- Requirement
Nothing but the pictures gets dropped; retype every entry exactly.

((

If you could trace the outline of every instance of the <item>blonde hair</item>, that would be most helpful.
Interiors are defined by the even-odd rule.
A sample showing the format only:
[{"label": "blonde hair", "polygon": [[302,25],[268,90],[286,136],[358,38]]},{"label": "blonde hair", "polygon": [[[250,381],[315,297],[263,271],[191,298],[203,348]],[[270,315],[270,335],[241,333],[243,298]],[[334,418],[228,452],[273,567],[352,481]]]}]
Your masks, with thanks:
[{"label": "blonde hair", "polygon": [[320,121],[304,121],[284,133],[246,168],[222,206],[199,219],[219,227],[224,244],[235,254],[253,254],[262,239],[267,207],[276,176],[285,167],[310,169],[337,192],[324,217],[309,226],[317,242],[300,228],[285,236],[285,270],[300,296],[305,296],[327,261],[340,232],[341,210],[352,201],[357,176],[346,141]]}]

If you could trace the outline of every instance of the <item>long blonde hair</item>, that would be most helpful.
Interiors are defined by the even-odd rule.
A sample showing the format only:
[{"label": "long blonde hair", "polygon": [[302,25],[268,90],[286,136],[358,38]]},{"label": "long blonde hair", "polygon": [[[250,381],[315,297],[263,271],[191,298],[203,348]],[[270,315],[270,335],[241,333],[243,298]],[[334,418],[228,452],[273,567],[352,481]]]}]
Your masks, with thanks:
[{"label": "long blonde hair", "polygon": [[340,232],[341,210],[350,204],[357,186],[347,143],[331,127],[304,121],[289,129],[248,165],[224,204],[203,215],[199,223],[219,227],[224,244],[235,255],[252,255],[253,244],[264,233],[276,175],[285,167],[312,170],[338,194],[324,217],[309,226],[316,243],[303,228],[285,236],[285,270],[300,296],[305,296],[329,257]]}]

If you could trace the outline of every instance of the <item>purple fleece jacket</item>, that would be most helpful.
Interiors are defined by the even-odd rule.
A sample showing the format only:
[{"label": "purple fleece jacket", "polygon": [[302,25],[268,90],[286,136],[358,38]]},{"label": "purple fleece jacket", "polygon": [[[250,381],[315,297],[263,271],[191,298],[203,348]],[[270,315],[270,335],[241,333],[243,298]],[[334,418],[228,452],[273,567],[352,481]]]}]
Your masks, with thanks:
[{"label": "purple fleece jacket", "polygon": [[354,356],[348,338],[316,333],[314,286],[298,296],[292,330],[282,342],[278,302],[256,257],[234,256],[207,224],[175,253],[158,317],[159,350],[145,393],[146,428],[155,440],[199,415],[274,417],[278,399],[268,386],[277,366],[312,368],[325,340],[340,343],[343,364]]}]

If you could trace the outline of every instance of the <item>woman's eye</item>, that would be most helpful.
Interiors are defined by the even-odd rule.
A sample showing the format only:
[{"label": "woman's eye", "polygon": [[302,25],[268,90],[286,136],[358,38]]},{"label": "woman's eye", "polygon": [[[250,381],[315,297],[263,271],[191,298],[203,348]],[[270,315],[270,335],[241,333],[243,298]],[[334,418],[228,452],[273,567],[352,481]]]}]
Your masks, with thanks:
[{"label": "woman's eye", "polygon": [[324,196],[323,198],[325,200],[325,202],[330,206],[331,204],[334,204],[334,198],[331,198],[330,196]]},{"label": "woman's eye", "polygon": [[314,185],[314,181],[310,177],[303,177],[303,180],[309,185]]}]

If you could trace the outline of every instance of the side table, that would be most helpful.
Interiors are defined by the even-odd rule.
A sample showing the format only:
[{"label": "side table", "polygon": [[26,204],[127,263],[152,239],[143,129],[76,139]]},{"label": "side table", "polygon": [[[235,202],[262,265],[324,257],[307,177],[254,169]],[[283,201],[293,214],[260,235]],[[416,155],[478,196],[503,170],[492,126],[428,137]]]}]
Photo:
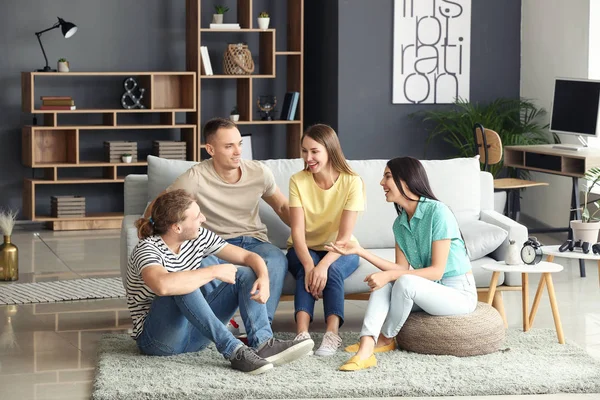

))

- Solution
If you could trace the outline of every instance of the <item>blonde hair</item>, that would be most helpful.
Interiors are defined by the even-odd rule.
A sample showing the format only:
[{"label": "blonde hair", "polygon": [[302,25],[268,90],[286,136],[358,38]]},{"label": "blonde hair", "polygon": [[[250,381],[315,297],[263,271],[191,298],[203,348]],[[270,315],[270,335],[241,333],[243,298]],[[334,418],[228,452],[273,567],[352,481]]]}]
Your masks, with thanks:
[{"label": "blonde hair", "polygon": [[320,121],[304,121],[284,133],[246,168],[222,206],[199,219],[219,227],[224,244],[235,254],[253,254],[262,239],[267,207],[276,176],[285,167],[310,169],[337,192],[324,217],[309,226],[317,242],[300,228],[285,236],[285,270],[300,296],[305,296],[327,261],[340,232],[341,210],[352,201],[357,176],[346,141]]}]

If you could trace the outline of every instance of the <item>long blonde hair</item>, that would be most helpful.
Interiors are defined by the even-odd rule.
A sample showing the format only:
[{"label": "long blonde hair", "polygon": [[302,25],[268,90],[286,136],[358,38]]},{"label": "long blonde hair", "polygon": [[[250,381],[315,297],[263,271],[191,298],[203,348]],[[270,315],[270,335],[241,333],[243,298]],[[334,418],[228,452],[273,567],[352,481]]]}]
Your masks, with thanks:
[{"label": "long blonde hair", "polygon": [[340,232],[341,210],[350,204],[357,186],[347,143],[331,127],[304,121],[289,129],[248,165],[224,204],[203,215],[199,223],[219,227],[224,244],[235,255],[252,255],[253,244],[264,233],[276,175],[285,167],[312,170],[338,194],[324,217],[309,226],[316,243],[303,228],[285,236],[285,270],[300,296],[305,296],[329,257]]}]

If you could trace the outline of every instance of the <item>purple fleece jacket</item>, that would be most helpful.
Interiors are defined by the even-odd rule.
A sample showing the format only:
[{"label": "purple fleece jacket", "polygon": [[302,25],[268,90],[286,136],[358,38]]},{"label": "purple fleece jacket", "polygon": [[[250,381],[315,297],[263,271],[191,298],[203,348]],[[270,315],[270,335],[241,333],[243,298]],[[334,418],[228,452],[273,567],[352,481]]]}]
Your masks, with thanks:
[{"label": "purple fleece jacket", "polygon": [[354,356],[348,338],[316,333],[314,286],[298,296],[292,330],[282,342],[278,302],[256,257],[234,256],[207,224],[175,253],[158,317],[159,350],[145,393],[146,428],[155,440],[199,415],[274,417],[278,399],[268,386],[277,366],[312,368],[325,340],[340,343],[343,364]]}]

If you could trace the outline of every instance of the <item>woman's eye</item>, that would be most helpful.
Interiors are defined by the even-odd rule.
A sample showing the format only:
[{"label": "woman's eye", "polygon": [[302,25],[268,90],[286,136],[358,38]]},{"label": "woman's eye", "polygon": [[[250,381],[315,297],[263,271],[191,298],[203,348]],[[270,315],[270,335],[241,333],[243,298]],[[334,418],[228,452],[273,567],[352,481]]]}]
Your masks, with thanks:
[{"label": "woman's eye", "polygon": [[324,196],[323,198],[325,200],[325,202],[330,206],[331,204],[334,204],[334,198],[331,198],[330,196]]},{"label": "woman's eye", "polygon": [[314,185],[314,181],[310,177],[303,177],[303,180],[309,185]]}]

If you could trace the outline of every instance of the side table, that would be most helpful.
Interiors are defined by the even-odd rule.
A sample showing the format only:
[{"label": "side table", "polygon": [[26,204],[127,263],[152,239],[143,129],[76,139]]},{"label": "side table", "polygon": [[[235,202],[262,265],[324,257],[307,177],[254,169]],[[283,201],[293,214],[260,235]],[[416,155],[478,196],[503,170],[492,126],[428,137]]]}]
Photo:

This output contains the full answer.